■ Task
State how many lines of the entries below contain the string "window", treating uppercase and lowercase letters as distinct. Reply with the number alone.
· · · · · · ·
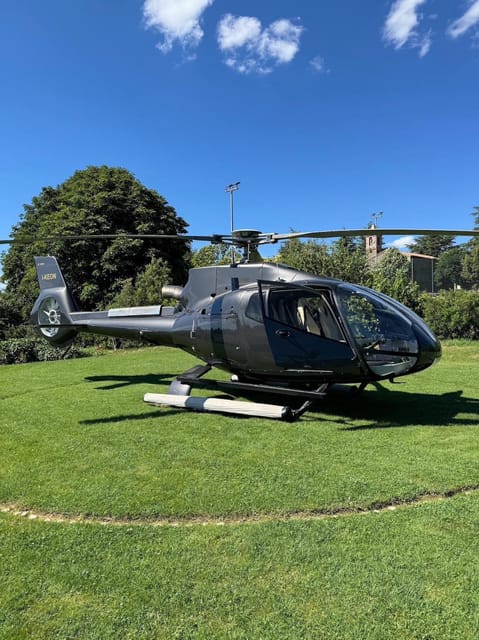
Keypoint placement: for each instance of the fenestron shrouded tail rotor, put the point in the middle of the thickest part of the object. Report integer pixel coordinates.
(52, 309)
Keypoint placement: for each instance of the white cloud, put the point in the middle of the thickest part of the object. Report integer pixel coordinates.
(250, 48)
(403, 243)
(465, 22)
(401, 26)
(319, 64)
(176, 20)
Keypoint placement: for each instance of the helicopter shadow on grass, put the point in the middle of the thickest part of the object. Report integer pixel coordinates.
(117, 382)
(385, 408)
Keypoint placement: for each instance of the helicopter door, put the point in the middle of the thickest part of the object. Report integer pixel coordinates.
(304, 333)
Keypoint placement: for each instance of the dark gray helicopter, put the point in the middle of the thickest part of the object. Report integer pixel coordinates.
(276, 330)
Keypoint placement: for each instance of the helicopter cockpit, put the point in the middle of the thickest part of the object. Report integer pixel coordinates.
(323, 325)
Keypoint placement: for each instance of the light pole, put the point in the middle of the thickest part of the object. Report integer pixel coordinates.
(231, 188)
(375, 217)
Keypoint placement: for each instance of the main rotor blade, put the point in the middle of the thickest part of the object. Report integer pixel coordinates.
(111, 236)
(348, 233)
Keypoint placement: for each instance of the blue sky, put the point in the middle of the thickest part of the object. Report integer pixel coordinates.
(325, 111)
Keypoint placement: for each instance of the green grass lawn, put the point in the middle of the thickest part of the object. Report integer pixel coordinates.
(77, 440)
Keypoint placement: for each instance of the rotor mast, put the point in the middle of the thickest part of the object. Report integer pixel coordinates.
(231, 188)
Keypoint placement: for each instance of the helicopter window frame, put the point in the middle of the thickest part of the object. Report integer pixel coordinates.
(302, 317)
(254, 307)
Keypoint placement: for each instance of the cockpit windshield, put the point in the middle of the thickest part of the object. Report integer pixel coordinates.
(384, 335)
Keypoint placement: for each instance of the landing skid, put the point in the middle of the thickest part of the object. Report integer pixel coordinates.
(179, 396)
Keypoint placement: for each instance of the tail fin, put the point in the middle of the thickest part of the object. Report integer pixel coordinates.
(52, 309)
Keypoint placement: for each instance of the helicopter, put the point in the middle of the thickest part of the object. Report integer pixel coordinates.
(279, 332)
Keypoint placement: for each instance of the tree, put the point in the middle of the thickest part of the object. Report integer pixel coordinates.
(433, 245)
(96, 200)
(348, 261)
(213, 254)
(345, 259)
(392, 276)
(309, 256)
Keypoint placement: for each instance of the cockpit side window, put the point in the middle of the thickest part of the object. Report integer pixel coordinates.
(253, 308)
(306, 310)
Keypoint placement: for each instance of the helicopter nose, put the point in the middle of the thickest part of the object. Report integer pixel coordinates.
(429, 348)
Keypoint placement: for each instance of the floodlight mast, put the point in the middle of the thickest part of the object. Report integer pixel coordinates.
(231, 188)
(375, 217)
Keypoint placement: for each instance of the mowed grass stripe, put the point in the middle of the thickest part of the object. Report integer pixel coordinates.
(408, 574)
(77, 439)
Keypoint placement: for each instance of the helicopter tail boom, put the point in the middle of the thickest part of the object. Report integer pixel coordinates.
(58, 320)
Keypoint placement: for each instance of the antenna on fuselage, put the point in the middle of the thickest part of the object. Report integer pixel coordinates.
(231, 188)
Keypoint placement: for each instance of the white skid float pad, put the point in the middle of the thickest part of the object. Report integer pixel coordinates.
(219, 405)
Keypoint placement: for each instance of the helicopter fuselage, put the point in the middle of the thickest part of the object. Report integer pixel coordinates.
(261, 322)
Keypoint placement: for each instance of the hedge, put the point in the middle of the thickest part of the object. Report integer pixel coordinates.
(20, 350)
(453, 314)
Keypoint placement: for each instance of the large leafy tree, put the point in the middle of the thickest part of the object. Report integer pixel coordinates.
(392, 276)
(433, 245)
(309, 256)
(96, 200)
(344, 259)
(449, 267)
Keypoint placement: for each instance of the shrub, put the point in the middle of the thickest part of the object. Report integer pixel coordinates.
(453, 314)
(20, 350)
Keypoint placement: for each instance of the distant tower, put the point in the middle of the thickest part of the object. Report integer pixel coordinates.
(374, 244)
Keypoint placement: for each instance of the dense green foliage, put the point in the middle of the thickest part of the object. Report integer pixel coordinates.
(21, 350)
(433, 245)
(453, 314)
(97, 200)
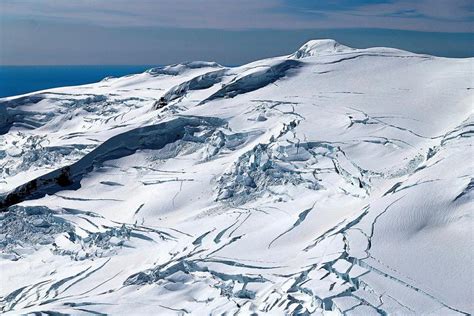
· · · · · · ·
■ Solution below
2